Passage ▸
This week, we'll take a look at the underlying SQL engine that runs user queries.

Our SQL engine takes a query and returns the table represented by that query. Before implementing our engine, we need a runtime representation for a table, which is given below. You do *not* need to understand this code. All that you should note is that there is a `TableRow` class and a `Table` class that the SQL engine will use to hold data. We give examples how to interact with `TableRow` and `Table` further below.

In [6]:
// SKIP

import scala.collection.mutable.ListBuffer

class TableRow(data : Map[String, String]) {
    def selectColumns(columns : List[String]) : TableRow = {
        val selectedData = this.data.filterKeys(columns.contains(_))
        return TableRow.create(selectedData)
    }
    def get(columnName : String) : String = {
        return this.data(columnName)
    }
}
object TableRow {
    def create(data : Map[String, String]) : TableRow = {
        return new TableRow(data)
    }
}

class Table(val id : String, val cols : List[String], rows : ListBuffer[TableRow]) {
    def add(row : TableRow) : Unit = {
        this.rows += row
    }
    
    def getRows() : List[TableRow] = {
        return this.rows.toList
    }
    
    def prettyPrint() : Unit = {        
        def format(table: Seq[Seq[Any]]) = table match {
            case Seq() => ""

Objective A ▸ Reproduce word for word the lines of the entries starting at the line containing "Query: car hood" and ending at the line containing "87), (172, 91)]".
The entries that follow bear no relation to the passage on the SQL engine.

Data provided ▸
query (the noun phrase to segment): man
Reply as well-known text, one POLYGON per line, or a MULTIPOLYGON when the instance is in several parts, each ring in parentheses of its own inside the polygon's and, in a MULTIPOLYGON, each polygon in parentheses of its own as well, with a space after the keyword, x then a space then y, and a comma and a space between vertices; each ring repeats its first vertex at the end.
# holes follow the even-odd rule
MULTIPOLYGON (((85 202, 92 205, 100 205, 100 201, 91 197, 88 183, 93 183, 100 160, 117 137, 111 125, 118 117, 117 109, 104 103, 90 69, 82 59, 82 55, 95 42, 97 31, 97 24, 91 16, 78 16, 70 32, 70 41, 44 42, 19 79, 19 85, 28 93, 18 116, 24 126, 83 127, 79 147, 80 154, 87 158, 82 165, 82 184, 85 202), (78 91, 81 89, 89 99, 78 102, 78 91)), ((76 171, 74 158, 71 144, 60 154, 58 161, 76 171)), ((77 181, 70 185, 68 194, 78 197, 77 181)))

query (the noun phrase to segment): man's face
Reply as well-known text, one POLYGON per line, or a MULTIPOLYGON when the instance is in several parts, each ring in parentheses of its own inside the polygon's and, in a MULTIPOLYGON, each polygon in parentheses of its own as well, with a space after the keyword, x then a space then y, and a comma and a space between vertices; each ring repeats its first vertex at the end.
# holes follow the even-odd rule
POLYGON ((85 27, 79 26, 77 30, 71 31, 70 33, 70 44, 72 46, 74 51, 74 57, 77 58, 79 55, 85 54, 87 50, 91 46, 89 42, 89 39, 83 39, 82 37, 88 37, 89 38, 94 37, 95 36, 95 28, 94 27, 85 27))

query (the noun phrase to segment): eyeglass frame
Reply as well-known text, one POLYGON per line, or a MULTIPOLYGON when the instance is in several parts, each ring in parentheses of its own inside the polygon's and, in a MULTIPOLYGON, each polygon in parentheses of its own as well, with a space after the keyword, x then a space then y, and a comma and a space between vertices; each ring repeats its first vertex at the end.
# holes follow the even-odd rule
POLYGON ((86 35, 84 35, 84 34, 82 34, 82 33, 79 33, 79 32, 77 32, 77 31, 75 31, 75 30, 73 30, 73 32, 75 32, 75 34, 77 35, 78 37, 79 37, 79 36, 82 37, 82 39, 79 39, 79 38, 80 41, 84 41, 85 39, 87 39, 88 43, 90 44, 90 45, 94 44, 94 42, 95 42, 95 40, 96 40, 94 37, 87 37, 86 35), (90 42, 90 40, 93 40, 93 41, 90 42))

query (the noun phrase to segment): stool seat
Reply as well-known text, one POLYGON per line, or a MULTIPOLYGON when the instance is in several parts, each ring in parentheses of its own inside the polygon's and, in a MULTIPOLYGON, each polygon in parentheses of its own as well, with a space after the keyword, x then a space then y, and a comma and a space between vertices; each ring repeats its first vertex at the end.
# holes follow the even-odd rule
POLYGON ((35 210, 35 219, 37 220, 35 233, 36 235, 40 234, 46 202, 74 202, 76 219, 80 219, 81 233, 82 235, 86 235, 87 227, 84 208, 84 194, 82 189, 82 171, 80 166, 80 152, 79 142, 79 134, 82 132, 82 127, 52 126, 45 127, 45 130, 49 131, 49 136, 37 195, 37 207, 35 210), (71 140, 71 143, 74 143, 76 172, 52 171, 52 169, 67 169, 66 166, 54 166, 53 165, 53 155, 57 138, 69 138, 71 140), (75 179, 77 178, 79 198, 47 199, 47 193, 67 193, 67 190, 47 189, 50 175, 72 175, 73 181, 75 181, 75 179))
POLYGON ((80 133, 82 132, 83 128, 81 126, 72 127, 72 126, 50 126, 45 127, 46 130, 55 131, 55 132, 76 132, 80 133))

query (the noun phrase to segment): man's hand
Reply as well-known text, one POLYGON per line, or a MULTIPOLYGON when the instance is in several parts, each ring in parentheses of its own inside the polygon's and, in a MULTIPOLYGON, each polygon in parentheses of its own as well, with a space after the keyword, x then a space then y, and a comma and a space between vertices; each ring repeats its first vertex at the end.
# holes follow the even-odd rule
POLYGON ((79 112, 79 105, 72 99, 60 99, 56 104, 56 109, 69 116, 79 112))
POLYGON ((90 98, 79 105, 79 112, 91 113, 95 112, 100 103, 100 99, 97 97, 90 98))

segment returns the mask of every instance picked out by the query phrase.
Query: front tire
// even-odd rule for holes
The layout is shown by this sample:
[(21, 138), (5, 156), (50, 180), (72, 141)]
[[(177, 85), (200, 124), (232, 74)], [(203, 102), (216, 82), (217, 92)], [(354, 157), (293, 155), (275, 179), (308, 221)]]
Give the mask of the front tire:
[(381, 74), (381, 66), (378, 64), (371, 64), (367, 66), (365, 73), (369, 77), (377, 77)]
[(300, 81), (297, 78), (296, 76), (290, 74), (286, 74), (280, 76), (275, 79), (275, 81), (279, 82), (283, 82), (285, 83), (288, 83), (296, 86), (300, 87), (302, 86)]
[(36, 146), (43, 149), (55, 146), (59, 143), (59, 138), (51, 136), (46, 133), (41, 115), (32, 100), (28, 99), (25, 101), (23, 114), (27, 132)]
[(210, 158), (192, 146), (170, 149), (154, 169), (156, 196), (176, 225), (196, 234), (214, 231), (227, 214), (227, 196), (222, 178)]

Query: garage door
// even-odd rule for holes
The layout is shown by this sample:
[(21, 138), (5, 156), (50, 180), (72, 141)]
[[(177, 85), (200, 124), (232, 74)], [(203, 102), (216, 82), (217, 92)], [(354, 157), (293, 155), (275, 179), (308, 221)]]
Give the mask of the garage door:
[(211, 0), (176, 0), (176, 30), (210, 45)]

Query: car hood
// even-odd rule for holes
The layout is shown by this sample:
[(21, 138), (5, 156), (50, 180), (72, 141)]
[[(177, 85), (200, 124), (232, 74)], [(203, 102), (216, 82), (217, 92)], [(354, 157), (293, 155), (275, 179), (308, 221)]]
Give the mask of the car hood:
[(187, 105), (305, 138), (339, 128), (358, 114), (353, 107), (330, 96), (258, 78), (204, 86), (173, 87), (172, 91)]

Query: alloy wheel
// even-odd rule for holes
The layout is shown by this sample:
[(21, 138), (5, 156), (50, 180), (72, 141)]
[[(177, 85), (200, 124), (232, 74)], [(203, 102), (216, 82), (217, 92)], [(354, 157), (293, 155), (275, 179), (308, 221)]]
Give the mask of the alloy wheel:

Objective B ▸ List every function name that follows the keyword `def` in the SQL engine passage.

Correct output A ▸
Query: car hood
// even-odd rule for holes
The layout is shown by this sample:
[(21, 138), (5, 156), (50, 180), (72, 141)]
[[(177, 85), (200, 124), (232, 74)], [(203, 102), (216, 82), (217, 92)], [(354, 157), (293, 155), (275, 179), (308, 221)]]
Give the mask of the car hood:
[(187, 105), (305, 138), (339, 128), (358, 114), (353, 107), (330, 96), (258, 78), (204, 86), (173, 87), (172, 91)]

Correct output B ▸ selectColumns, get, create, add, getRows, prettyPrint, format